*TEXT FOR ANALYSIS:*
Super Rugby is wounding our Springboks

At risk: Springbok Aphiwe Dyantyi injured his hamstring during his last Super Rugby match, but has been declared fit to play for the Lions against the Crusaders on Saturday. (Reuters)

At risk: Springbok Aphiwe Dyantyi injured his hamstring during his last Super Rugby match, but has been declared fit to play for the Lions against the Crusaders on Saturday. (Reuters)

Not only is Super Rugby’s format putting us to sleep, it may also be slicing fresh wounds into the Springboks.

According to a new study, there is a notably high injury rate among South Africans in the tournament. About half can expect to miss some time over the course of a season. One in three will be out for eight days and one in eight will be left sidelined for more than 28 days.

The Sport, Exercise Medicine and Lifestyle Institute at the University of Pretoria followed 482 players over five years and concluded that their risk is “consistently higher” than other elite rugby players.

Director of the institute and study leader Professor Martin Schwellnus said that more sideline casualties mean a shallower pool from which the Springbok selectors can build a team.

*SUPPLIED ENTRIES:*
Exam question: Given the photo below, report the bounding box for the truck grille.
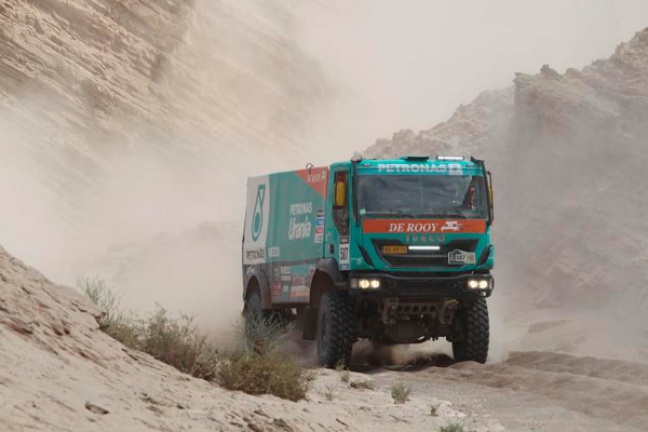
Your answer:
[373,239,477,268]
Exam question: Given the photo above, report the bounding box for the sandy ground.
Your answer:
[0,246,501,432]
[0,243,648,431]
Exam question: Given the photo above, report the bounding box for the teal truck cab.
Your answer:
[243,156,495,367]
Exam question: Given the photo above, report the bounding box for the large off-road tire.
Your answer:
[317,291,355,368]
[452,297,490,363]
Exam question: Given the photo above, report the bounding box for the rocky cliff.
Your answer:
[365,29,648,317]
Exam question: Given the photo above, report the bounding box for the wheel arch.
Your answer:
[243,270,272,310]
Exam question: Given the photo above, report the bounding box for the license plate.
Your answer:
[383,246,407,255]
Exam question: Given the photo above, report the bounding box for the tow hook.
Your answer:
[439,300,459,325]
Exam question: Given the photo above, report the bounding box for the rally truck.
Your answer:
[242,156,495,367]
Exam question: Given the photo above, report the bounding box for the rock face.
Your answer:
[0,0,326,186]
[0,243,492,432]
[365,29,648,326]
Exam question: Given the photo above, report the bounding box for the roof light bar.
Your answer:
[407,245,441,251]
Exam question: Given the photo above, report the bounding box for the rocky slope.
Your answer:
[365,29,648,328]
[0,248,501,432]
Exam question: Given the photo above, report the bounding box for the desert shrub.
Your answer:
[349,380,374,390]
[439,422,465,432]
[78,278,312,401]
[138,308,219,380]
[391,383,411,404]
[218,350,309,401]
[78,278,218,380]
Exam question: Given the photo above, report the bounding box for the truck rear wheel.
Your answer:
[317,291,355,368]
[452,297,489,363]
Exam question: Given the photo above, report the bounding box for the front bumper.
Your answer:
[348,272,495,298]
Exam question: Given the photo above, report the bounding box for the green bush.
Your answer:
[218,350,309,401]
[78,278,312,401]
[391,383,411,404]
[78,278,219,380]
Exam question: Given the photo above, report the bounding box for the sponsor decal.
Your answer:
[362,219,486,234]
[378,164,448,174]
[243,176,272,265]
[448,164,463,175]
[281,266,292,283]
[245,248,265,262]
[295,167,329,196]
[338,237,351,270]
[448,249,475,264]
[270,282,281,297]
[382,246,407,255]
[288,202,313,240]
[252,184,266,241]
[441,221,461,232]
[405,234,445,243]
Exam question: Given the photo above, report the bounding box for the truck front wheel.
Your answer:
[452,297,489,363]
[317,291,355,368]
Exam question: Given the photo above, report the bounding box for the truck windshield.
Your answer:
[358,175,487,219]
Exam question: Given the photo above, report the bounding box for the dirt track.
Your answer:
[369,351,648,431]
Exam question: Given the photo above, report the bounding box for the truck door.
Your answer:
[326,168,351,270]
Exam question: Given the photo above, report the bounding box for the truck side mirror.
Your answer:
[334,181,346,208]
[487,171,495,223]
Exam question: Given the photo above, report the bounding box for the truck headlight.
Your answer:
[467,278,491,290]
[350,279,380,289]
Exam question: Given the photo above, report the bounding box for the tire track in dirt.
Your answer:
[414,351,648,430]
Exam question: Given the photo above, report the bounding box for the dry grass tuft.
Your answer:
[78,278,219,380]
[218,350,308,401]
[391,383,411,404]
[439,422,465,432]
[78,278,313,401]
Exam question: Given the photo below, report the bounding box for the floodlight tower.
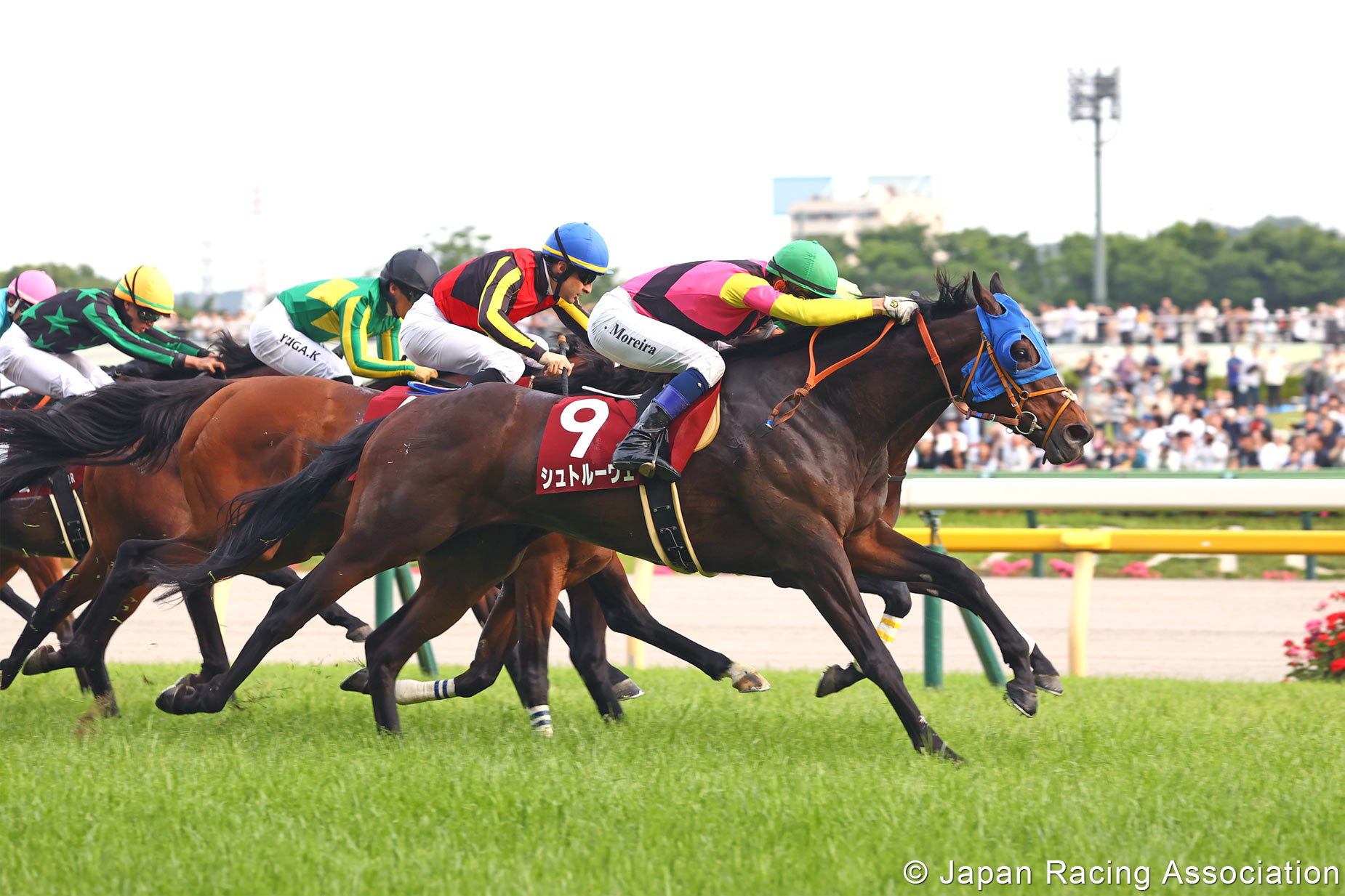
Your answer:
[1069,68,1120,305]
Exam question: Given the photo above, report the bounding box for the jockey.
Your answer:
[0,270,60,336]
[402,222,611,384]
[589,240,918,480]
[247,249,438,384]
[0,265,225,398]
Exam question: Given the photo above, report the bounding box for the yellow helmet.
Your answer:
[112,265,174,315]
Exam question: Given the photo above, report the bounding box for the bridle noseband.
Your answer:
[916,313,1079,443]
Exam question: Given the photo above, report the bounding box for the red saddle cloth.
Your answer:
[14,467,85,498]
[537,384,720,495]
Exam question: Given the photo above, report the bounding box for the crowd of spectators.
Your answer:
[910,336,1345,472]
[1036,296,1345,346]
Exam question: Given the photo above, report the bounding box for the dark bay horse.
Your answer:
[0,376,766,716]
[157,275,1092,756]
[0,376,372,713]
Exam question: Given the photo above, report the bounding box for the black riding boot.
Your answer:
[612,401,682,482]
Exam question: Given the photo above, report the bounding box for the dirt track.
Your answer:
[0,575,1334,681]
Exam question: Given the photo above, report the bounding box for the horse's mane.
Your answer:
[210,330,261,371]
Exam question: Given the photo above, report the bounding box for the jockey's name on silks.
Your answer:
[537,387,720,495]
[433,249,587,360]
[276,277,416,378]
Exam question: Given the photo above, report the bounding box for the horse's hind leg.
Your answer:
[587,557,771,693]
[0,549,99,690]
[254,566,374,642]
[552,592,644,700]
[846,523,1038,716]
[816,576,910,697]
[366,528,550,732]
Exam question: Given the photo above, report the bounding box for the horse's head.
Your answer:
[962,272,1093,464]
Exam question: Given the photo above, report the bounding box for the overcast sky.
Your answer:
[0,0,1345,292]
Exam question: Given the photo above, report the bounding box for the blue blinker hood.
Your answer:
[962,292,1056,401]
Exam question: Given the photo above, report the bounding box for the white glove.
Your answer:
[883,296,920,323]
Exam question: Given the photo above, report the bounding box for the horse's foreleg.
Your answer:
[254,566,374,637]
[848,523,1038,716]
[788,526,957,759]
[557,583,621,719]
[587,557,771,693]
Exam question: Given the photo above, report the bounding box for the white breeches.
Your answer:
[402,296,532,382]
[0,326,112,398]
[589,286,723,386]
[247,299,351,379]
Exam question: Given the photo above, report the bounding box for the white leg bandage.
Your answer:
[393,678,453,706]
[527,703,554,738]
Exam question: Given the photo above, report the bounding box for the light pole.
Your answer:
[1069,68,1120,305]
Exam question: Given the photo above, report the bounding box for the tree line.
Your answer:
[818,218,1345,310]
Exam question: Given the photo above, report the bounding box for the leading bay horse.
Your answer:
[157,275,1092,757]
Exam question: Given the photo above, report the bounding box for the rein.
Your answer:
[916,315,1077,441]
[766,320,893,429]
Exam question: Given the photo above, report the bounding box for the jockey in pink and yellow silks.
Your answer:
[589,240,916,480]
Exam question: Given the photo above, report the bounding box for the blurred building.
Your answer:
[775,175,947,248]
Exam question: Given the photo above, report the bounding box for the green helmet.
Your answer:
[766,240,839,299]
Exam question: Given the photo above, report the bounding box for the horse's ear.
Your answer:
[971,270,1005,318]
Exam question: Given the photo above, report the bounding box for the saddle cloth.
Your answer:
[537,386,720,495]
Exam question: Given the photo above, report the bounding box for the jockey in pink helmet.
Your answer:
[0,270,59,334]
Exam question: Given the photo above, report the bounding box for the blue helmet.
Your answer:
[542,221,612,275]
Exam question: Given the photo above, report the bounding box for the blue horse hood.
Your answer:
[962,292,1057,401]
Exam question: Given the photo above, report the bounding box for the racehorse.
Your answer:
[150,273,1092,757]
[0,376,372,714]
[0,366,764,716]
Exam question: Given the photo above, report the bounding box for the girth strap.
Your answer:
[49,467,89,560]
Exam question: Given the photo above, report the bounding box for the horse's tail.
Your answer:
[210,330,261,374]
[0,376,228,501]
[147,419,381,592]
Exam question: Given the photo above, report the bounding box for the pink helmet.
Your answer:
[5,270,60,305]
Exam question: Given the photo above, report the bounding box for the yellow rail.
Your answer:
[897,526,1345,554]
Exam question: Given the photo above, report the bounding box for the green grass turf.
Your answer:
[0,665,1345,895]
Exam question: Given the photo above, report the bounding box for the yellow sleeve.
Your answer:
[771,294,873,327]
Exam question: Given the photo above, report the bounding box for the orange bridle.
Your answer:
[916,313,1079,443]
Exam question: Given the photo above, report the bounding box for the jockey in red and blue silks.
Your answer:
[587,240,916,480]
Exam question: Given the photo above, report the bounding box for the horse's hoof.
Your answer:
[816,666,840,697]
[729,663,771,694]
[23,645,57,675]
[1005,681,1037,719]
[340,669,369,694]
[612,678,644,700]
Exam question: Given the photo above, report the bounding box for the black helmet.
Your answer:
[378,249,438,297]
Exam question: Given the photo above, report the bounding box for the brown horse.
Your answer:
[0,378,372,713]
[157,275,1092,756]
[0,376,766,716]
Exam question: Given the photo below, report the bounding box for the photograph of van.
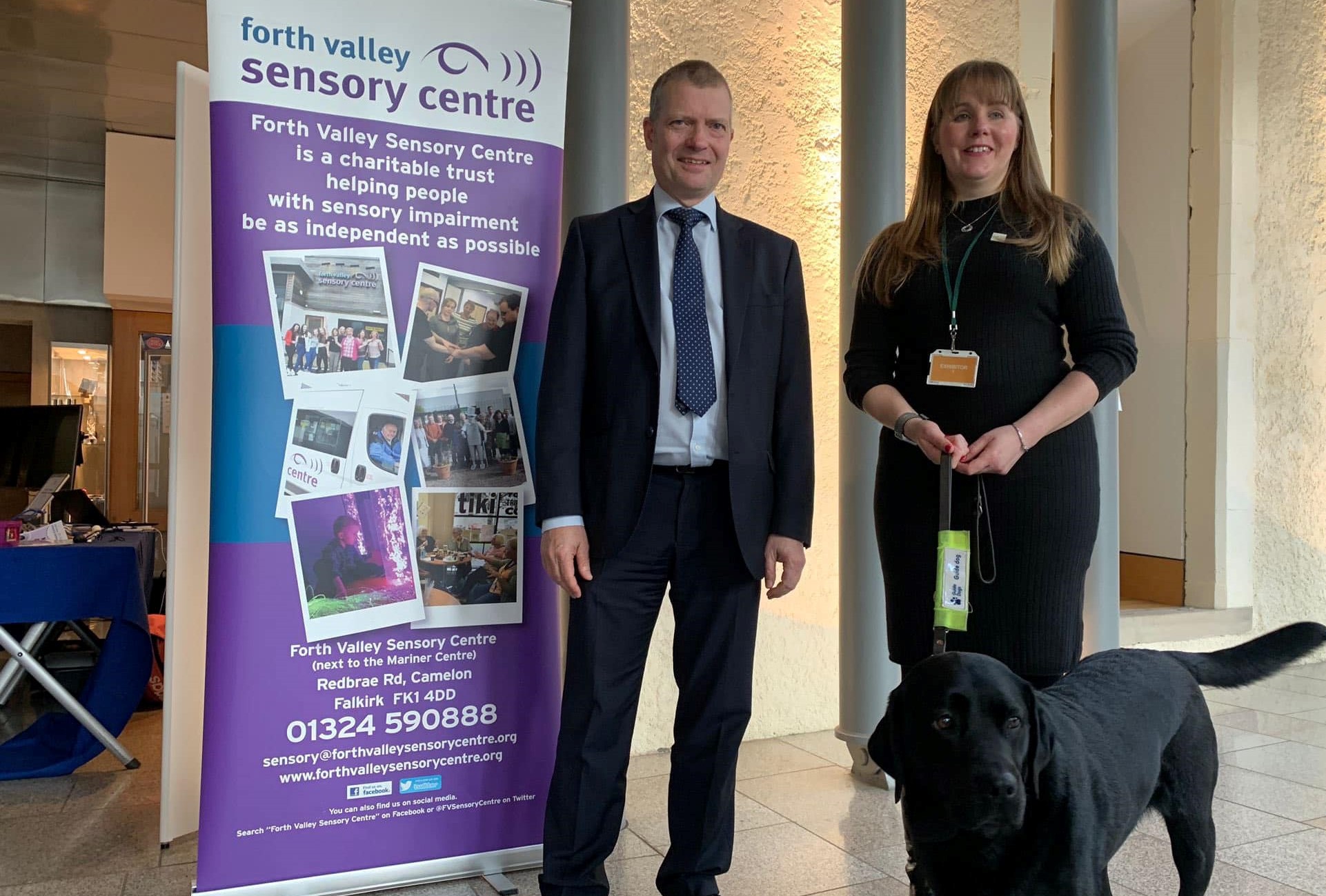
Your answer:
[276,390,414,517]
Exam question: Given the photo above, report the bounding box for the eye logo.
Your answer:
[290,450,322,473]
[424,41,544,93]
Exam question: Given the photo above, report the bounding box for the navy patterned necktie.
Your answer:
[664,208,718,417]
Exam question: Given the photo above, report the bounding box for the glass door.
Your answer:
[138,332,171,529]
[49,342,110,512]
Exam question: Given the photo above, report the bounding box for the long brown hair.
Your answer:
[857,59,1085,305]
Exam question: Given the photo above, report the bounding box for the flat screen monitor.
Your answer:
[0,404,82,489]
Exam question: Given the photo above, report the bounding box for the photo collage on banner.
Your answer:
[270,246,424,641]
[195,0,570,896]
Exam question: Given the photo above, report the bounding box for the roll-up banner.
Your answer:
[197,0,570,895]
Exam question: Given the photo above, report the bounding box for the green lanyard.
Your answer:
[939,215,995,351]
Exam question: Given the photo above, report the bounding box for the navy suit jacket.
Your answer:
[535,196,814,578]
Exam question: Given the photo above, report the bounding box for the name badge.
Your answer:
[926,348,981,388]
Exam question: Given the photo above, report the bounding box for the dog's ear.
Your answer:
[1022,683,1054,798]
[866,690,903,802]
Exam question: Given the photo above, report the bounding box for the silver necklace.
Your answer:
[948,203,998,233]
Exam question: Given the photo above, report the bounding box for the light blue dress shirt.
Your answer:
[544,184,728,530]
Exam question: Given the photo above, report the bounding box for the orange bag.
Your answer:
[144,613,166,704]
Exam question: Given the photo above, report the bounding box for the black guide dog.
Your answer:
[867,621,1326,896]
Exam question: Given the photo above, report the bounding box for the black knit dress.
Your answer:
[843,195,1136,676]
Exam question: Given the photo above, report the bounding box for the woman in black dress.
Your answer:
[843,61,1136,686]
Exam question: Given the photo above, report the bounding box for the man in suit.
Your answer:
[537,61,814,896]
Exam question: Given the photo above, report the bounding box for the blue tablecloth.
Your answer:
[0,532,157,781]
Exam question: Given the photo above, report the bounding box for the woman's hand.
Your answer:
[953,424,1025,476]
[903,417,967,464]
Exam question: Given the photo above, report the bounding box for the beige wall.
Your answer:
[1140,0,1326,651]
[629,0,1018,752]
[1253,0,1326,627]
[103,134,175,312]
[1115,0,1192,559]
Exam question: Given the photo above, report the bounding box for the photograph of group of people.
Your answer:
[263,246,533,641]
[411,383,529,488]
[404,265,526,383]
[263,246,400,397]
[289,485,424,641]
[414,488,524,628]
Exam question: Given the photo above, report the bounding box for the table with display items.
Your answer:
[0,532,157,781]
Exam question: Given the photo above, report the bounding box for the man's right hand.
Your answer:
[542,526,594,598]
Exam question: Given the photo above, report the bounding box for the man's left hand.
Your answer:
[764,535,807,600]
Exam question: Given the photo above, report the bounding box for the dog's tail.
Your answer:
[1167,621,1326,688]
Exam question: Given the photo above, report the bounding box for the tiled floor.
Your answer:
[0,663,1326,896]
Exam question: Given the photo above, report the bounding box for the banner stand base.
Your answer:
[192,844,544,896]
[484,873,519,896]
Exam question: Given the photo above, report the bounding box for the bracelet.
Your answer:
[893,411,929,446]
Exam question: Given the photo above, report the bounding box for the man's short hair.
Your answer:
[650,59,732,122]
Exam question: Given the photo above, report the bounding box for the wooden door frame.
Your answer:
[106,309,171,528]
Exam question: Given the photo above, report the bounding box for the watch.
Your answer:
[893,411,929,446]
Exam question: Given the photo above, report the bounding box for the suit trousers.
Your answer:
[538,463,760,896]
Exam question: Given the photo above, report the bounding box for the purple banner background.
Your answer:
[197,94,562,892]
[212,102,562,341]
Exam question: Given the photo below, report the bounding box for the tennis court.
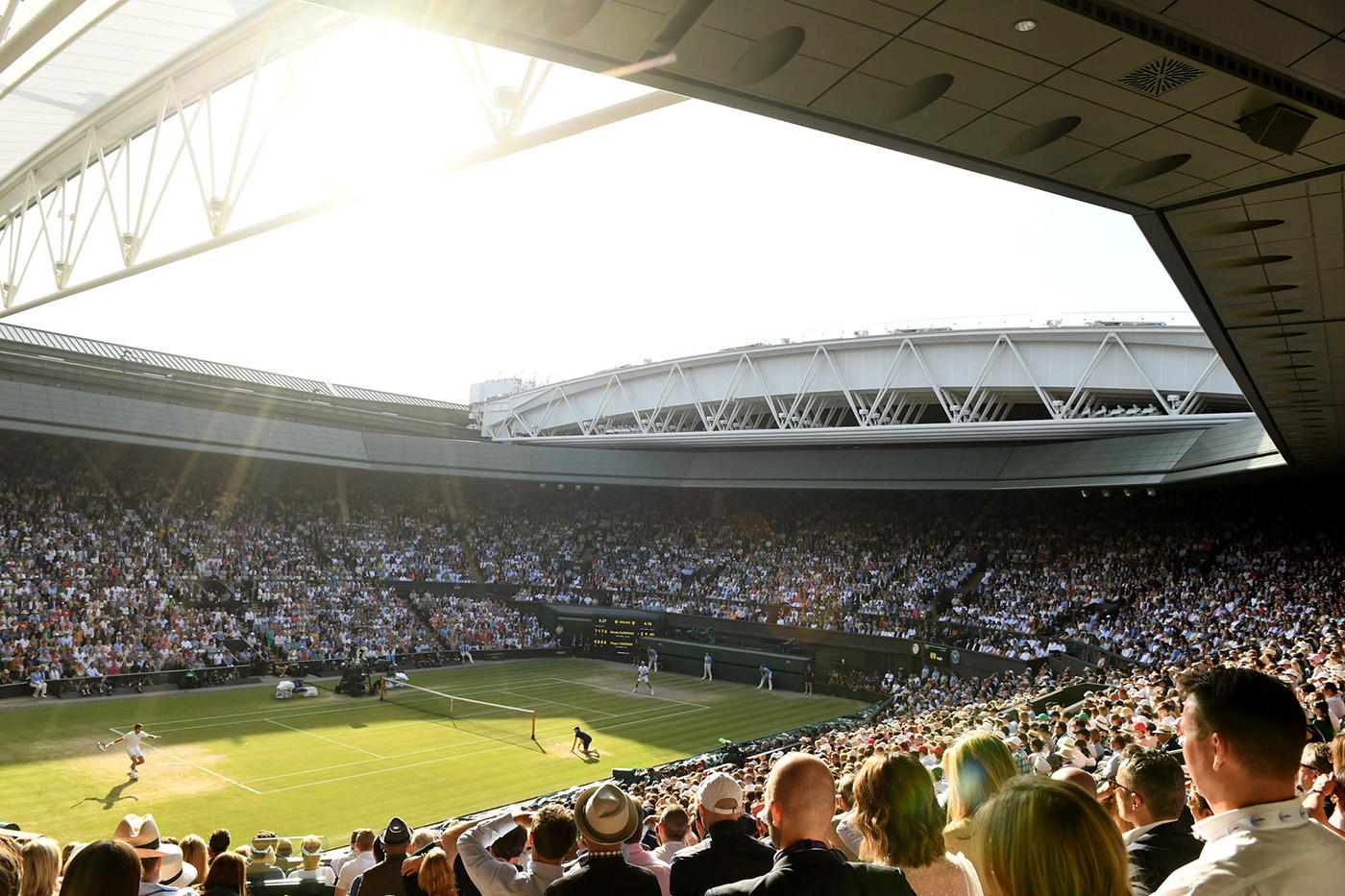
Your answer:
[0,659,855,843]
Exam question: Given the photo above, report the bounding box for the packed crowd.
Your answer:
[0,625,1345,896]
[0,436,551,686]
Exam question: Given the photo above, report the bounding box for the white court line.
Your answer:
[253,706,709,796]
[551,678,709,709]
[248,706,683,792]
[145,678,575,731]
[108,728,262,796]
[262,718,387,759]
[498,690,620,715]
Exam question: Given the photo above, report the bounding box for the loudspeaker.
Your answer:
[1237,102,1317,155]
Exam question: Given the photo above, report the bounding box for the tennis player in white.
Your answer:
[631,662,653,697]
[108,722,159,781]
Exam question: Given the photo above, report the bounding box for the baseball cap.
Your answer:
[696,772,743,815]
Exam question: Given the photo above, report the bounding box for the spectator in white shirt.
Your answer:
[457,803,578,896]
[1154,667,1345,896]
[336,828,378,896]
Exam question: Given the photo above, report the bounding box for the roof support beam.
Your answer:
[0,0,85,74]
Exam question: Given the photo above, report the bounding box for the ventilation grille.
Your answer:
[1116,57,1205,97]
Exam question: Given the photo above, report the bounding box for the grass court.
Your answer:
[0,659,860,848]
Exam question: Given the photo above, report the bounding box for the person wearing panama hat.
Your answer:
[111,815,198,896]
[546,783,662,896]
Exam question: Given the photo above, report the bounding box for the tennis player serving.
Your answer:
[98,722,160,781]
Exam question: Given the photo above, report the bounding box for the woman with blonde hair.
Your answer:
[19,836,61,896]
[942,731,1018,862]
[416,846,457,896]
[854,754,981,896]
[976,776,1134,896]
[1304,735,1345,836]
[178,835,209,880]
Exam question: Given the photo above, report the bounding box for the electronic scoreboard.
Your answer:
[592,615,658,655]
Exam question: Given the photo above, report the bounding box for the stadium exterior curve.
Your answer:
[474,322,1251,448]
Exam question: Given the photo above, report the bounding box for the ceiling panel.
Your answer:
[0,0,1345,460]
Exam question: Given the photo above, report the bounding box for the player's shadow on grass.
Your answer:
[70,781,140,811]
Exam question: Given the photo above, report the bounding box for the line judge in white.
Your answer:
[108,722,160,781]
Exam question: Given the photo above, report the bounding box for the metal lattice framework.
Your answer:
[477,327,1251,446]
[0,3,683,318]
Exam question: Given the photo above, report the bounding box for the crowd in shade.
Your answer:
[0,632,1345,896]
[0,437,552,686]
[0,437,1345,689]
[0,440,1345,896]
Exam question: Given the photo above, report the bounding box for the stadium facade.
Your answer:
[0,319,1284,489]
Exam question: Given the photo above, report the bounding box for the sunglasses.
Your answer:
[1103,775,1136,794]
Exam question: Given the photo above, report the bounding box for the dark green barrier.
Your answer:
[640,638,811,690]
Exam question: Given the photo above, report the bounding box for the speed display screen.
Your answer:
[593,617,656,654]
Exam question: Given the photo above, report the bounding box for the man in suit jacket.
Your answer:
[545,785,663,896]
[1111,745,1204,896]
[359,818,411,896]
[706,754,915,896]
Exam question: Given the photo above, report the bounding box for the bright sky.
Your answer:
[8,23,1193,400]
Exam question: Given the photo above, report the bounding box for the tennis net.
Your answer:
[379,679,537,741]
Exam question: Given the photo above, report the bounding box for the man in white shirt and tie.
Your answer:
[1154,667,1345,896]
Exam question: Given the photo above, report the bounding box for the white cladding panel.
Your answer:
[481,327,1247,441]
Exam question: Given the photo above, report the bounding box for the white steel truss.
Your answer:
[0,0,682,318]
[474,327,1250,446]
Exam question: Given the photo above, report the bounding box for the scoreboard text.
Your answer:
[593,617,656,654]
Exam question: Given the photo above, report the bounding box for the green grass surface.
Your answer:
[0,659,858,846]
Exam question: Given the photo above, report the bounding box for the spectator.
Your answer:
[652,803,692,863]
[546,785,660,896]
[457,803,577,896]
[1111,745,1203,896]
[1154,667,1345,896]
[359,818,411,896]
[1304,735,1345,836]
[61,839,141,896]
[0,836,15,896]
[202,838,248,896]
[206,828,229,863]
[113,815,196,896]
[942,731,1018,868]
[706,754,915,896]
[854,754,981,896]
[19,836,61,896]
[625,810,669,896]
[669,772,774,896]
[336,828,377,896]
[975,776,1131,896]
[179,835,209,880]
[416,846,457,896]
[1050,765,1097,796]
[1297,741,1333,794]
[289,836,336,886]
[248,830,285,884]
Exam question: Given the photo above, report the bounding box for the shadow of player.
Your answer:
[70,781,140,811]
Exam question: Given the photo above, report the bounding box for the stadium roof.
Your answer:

*TASK 1:*
From the article on Super Rugby injuries, write out everything from "Not only is" down to "elite rugby players.".
*TASK 2:*
Answer these questions using the article on Super Rugby injuries:
(a) Which team has Aphiwe Dyantyi been declared fit to play for on Saturday?
(b) What share of South African players will be sidelined for more than 28 days?
(c) How many players did the institute follow, and over how many years?

*EXERCISE SOLUTION 1:*
Not only is Super Rugby’s format putting us to sleep, it may also be slicing fresh wounds into the Springboks.

According to a new study, there is a notably high injury rate among South Africans in the tournament. About half can expect to miss some time over the course of a season. One in three will be out for eight days and one in eight will be left sidelined for more than 28 days.

The Sport, Exercise Medicine and Lifestyle Institute at the University of Pretoria followed 482 players over five years and concluded that their risk is “consistently higher” than other elite rugby players.

*EXERCISE SOLUTION 2:*
(a) The Lions
(b) One in eight
(c) 482 players over five years